What you have to do
The full set of entries must be copied exactly.

Excerpts from a dataset
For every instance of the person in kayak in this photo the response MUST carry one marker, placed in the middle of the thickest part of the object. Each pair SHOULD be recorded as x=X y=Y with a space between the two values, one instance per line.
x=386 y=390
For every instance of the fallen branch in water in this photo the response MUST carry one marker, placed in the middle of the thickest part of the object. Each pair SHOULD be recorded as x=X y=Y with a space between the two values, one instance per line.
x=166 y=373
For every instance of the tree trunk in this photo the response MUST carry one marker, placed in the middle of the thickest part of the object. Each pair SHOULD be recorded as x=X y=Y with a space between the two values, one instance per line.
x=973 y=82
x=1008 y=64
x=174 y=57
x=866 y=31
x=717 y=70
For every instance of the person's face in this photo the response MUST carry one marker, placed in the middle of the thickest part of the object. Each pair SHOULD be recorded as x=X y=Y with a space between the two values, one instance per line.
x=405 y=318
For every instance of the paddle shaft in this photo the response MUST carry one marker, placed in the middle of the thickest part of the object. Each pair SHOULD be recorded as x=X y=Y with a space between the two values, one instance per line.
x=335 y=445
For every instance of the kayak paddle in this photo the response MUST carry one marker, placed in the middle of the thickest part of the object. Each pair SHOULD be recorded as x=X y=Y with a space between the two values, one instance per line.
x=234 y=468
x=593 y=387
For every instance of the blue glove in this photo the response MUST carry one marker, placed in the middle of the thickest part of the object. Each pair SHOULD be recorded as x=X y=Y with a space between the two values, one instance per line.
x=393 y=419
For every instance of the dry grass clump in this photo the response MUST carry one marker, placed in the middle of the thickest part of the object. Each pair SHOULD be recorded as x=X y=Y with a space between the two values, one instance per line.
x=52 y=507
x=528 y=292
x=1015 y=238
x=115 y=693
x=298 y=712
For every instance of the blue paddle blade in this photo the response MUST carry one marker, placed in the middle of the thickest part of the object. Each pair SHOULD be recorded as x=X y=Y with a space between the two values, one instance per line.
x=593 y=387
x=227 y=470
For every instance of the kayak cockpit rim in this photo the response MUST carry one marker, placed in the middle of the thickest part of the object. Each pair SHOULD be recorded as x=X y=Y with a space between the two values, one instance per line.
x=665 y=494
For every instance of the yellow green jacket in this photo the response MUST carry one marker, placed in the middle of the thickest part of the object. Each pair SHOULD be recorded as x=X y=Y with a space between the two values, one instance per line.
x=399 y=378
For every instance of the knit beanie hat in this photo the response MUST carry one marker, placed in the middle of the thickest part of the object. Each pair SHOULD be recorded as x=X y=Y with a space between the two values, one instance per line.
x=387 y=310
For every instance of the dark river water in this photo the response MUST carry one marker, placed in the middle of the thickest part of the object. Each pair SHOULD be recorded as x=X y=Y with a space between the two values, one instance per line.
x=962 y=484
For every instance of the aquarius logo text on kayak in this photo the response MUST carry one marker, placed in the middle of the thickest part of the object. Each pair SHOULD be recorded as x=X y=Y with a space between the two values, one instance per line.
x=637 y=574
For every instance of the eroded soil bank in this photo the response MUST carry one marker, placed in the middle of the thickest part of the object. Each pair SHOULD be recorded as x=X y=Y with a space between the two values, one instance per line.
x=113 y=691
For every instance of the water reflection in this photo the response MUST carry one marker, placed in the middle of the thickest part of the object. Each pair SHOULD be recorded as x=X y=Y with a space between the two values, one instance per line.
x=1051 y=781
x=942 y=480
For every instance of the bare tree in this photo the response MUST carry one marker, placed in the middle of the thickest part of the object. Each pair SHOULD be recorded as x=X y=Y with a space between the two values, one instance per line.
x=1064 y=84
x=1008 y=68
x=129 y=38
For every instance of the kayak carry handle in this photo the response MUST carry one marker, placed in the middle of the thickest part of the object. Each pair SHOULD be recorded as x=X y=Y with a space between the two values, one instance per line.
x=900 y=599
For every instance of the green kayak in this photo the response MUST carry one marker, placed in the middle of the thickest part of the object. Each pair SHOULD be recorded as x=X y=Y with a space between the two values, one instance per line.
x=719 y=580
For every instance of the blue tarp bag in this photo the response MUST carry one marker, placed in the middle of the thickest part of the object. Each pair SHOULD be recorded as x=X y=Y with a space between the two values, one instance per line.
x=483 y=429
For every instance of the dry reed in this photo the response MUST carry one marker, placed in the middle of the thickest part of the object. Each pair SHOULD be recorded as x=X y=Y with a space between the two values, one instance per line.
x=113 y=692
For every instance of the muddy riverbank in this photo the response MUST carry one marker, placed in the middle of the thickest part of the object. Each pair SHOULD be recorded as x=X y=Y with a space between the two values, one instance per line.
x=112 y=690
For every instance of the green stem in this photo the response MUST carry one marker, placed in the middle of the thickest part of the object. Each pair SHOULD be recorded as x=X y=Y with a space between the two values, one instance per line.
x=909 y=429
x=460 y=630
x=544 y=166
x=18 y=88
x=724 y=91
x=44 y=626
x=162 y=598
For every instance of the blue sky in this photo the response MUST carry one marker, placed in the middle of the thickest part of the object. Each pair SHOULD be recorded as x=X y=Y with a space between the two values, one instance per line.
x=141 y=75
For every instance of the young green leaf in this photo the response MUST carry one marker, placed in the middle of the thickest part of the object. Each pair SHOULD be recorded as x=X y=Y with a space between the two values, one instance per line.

Exercise output
For every instance of the person in kayak in this photo the response MUST carry one marker, placed in the middle of the thickest part of the object. Each pair SHOULD be recorded as x=X y=Y with a space between the two values, one instance per line.
x=386 y=390
For every instance of the fallen branch in water in this photo the response MUST carry one marker, placed in the middle of the thickest part of the object. Each pair SHOULD be recorded as x=X y=Y with a space between the two values, one instance per line.
x=166 y=373
For every instance of the tree trunk in this photo the response MUST carry one marker, placed in the middle of the thickest part of the object. Each pair SHOULD be recorded as x=X y=Y with a space between the two values, one instance per line.
x=973 y=82
x=1008 y=64
x=174 y=57
x=866 y=31
x=717 y=70
For every instance of the person's face in this photo the response MUST carry one marker, placed in the middle of the thickest part of the object. Each pair SHOULD be recorded as x=X y=Y with a space between the two values, one instance per line.
x=405 y=318
For every instance of the paddle shaft in this photo the response MUST carry one marker, placed in the middle of the thickest part of the object. Each pair SHOULD be recorded as x=X y=Y with a space between the two values, one instance per line.
x=335 y=445
For every instance of the kayak paddle in this photo the response MUST carry one marker, placed in the middle of the thickest part of the object. Each pair SHOULD be recorded as x=X y=Y with a space between the two values, one instance per line.
x=234 y=468
x=593 y=387
For every instance of the blue glove in this photo the response MUST carry one marker, placed in the middle of the thickest part of the object. Each pair SHOULD be recorded as x=X y=Y with a space between the two values, one instance per line.
x=393 y=419
For every instance of the dry grass clump in this photo the response MUST carry one marker, placed in the middle of the thickest part of the object. Each pair SHOULD be recorded as x=X y=Y with a space between the two values, one instance per line.
x=52 y=507
x=528 y=292
x=1015 y=238
x=115 y=693
x=298 y=712
For every instance of the blue paddle blade in this photo the response MUST carry one marker, placed in the middle of the thickest part of the object. Each pair SHOULD be recorded as x=X y=Y with a space between the two values, one instance per line.
x=593 y=387
x=227 y=470
For every instance of the kayak cockpit rim in this photo the response MUST carry one marker, placed in the middle of the thickest part of the object. Each pair SHOULD be recorded as x=X y=Y with a space between the two values, one instance per line.
x=665 y=494
For every instance of the yellow green jacket in this photo the response MUST carry one marker, placed in the middle of the thickest part of the object. Each pair SHOULD be recorded as x=X y=Y with a space between the two values, one instance per line.
x=399 y=378
For every instance of the knit beanie hat in this photo the response MUST carry one marker, placed in the middle of the thickest part of the object. Each pair SHOULD be recorded as x=X y=Y with a space between the two values, one instance per line.
x=387 y=310
For every instance of the dark river water in this photo the response MUST carry one marker, placed in the middle of the thickest part of the object. Each pair SHOULD be recorded as x=X y=Y with a space between the two values, one instance per line.
x=962 y=484
For every instance of the aquarius logo text on kayak in this photo the response MUST carry one marker, placed in the middle of the thickest part of the object. Each pair SHOULD be recorded as x=X y=Y with a space between the two values, one instance per line.
x=637 y=574
For every instance of the eroded soil bank in this photo the response MUST carry one marker, placed in the middle of the thickest part of the object. Each pair SHOULD be recorded as x=X y=Y with a space between the two values, one instance per line.
x=113 y=691
For every instance of the water reflection in this photo the response MUST carry one marker, placed in the middle of the thickest part of the object. Each pair SHOULD be recorded as x=X y=Y with a space between the two values, one instance per line.
x=1051 y=781
x=942 y=480
For every instance of the bare tree in this photo the response MUST carry one marker, placed in the middle of the thickest part of the object. Each pair SHOULD be recorded as x=X y=Y with a space between the two values, one instance per line.
x=1064 y=84
x=1008 y=68
x=129 y=38
For every instance of the kayak carry handle in this photo the response MUST carry one marker, placed in the middle of the thickest part of the object. Each pair SHOULD be recorded as x=X y=Y with a space between the two values, one instance per line.
x=900 y=599
For every instance of the green kayak in this photo the response MUST carry one marker, placed in the middle of the thickest part of the object. Each pair SHOULD be recorded as x=X y=Y with a space between the two values, one instance per line.
x=719 y=580
For every instance of the blue tarp bag in this photo the response MUST carry one marker, placed in the middle of the thickest part of the object. Each pair SHOULD be recorded as x=X y=Y with a space between the two values, one instance per line.
x=483 y=429
For every instance of the dry reed in this photo the response MUST carry one marker, placed in the middle of the thickest part of the object. Each pair SHOULD be recorded as x=X y=Y with a space between the two values, one instance per line.
x=113 y=692
For every instance of the muddy riverbank in this photo the response MUST carry one marker, placed in the middle of the thickest part of the object. Each pair SHOULD be recorded as x=X y=Y with a space between the two values, one instance per line.
x=112 y=690
For every instance of the green stem in this photo the response MUST carry one marker, placed in the middle of the thickest part of the object. Each pair SHOULD be recorded as x=X y=Y with a space between the two values, one instance per line.
x=909 y=429
x=460 y=630
x=544 y=166
x=18 y=88
x=724 y=91
x=44 y=626
x=162 y=598
For every instance of the blue sky in this photo the response MUST carry one marker, placed in the middle of the thickest part of the object. Each pair SHOULD be recorded as x=X y=Y with a space between the two values, one instance per line.
x=141 y=75
For every instance of the young green leaf in this photo the response MUST carry one marker, placed in the middle of the thickest part of the object. Each pair SHOULD be recorded as x=X y=Y with a space between the two values, one instance per line.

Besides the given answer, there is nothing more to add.